= Required work =
Without changing a single word, restate the entries below.

[Opening Records to use section]

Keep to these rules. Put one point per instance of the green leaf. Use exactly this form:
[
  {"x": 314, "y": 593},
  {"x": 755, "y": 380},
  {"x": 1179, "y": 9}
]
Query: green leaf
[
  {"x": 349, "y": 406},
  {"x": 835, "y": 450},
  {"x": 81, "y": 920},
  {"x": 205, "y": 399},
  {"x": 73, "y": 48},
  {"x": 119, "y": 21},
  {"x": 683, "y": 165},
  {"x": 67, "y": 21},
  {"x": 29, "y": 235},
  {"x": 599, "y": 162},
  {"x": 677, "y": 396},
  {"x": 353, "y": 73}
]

[Closing Records to use section]

= Task answer =
Keep to these rules. Put one point per instance of the green leaf. Use exactly this form:
[
  {"x": 314, "y": 593},
  {"x": 755, "y": 380},
  {"x": 1179, "y": 9}
]
Query: green leaf
[
  {"x": 349, "y": 406},
  {"x": 835, "y": 450},
  {"x": 81, "y": 920},
  {"x": 205, "y": 399},
  {"x": 73, "y": 48},
  {"x": 119, "y": 21},
  {"x": 683, "y": 165},
  {"x": 67, "y": 21},
  {"x": 29, "y": 235},
  {"x": 599, "y": 162},
  {"x": 677, "y": 396},
  {"x": 353, "y": 73}
]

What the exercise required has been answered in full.